INFORMATION GIVEN:
Content starts
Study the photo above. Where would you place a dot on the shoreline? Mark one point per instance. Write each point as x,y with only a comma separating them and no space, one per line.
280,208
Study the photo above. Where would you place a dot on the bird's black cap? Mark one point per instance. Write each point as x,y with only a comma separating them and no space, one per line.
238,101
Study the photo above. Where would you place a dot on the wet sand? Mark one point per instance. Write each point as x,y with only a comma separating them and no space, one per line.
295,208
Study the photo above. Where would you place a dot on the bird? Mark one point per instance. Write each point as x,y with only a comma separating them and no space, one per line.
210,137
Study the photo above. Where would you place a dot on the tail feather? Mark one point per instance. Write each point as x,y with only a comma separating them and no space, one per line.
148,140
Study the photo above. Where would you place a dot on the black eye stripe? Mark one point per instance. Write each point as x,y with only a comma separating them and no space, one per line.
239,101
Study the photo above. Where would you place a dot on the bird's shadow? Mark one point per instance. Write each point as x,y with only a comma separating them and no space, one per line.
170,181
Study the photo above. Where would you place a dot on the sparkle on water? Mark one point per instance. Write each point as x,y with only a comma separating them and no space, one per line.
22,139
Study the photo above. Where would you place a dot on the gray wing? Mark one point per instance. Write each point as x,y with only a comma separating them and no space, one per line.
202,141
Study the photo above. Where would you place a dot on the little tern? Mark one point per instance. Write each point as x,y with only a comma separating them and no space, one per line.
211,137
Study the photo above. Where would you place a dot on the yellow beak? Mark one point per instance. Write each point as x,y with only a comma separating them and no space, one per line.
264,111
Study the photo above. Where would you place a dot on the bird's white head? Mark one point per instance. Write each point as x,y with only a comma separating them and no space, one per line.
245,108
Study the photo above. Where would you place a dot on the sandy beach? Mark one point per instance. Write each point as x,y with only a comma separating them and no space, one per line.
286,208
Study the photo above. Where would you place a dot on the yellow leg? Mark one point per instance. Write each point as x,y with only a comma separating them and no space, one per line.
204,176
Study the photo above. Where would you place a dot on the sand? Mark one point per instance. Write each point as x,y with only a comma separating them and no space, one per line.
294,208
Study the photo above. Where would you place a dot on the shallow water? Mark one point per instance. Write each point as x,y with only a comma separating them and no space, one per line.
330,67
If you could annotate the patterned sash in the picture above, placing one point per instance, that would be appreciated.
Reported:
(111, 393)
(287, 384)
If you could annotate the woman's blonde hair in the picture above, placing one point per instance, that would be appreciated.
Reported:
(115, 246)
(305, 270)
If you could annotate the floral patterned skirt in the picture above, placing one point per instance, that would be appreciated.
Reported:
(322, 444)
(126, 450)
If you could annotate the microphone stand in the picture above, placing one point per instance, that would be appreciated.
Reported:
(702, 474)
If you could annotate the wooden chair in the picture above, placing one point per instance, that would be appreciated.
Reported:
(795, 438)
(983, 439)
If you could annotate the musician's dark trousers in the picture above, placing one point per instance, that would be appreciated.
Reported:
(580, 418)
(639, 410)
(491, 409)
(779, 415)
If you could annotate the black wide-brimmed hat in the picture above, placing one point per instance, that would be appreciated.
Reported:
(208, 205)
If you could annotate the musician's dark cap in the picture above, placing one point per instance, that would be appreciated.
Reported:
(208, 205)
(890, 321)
Content ends
YOUR ASSIGNMENT:
Select and copy every line of the material that holds the string "dark".

REPLY:
If you could annotate the musician's dark trousers in the picture above, placing one point per instance, that would be appreciated.
If you could annotate the musician's dark cap in the picture above, placing one point per instance, that would be appreciated.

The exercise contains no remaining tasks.